Return every line in the items below that contains the word "rough".

## Extracted information
○ ○ ○ ○

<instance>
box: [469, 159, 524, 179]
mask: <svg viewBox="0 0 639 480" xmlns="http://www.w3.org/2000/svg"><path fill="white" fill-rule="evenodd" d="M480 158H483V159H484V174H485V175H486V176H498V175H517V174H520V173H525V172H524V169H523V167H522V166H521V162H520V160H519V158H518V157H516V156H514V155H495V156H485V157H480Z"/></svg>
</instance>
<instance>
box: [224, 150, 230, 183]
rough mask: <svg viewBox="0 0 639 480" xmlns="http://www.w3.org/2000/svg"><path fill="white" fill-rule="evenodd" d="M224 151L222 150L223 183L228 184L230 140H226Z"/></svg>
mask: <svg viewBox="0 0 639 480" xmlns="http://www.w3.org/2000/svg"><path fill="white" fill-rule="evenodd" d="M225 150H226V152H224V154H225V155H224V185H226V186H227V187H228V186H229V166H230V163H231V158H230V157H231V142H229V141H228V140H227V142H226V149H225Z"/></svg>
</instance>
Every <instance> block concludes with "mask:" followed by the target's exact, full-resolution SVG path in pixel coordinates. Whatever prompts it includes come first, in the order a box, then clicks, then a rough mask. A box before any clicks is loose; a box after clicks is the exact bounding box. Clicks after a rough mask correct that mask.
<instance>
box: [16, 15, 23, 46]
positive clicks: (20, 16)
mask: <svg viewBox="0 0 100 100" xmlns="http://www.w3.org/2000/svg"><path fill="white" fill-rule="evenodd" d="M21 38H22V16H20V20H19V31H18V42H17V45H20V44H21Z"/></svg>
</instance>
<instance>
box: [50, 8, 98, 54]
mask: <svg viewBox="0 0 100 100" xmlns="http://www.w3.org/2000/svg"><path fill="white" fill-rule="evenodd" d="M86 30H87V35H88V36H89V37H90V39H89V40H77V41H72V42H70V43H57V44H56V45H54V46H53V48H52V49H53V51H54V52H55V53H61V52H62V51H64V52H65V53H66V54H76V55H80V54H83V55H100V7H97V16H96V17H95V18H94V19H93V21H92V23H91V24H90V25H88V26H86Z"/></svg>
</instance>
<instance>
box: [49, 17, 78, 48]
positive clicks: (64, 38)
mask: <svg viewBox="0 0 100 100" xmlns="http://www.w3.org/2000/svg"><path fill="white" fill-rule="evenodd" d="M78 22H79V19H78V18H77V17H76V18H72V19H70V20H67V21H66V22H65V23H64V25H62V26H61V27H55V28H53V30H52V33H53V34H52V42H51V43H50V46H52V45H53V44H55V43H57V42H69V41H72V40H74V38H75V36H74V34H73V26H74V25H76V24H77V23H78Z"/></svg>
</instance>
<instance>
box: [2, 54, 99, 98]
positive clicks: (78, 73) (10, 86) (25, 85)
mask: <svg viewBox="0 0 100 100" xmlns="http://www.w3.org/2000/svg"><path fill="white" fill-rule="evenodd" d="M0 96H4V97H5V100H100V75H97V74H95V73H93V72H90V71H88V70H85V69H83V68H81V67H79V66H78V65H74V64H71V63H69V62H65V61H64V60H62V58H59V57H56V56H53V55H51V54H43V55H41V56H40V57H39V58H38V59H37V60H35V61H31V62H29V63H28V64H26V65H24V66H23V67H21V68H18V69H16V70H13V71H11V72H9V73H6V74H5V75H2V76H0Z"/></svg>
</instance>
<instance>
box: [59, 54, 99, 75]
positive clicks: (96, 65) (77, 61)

○ ○ ○ ○

## Response to the exercise
rough mask: <svg viewBox="0 0 639 480" xmlns="http://www.w3.org/2000/svg"><path fill="white" fill-rule="evenodd" d="M224 151L222 150L223 183L228 184L230 140H226Z"/></svg>
Every <instance> block concludes with "mask:" followed by the target's exact, full-resolution SVG path in pixel coordinates. Whatever prompts it includes come first, in the order a box, then clicks, then a rough mask. A box before any clicks is loose; a box after clicks is the exact bounding box. Clicks after a rough mask correct that mask.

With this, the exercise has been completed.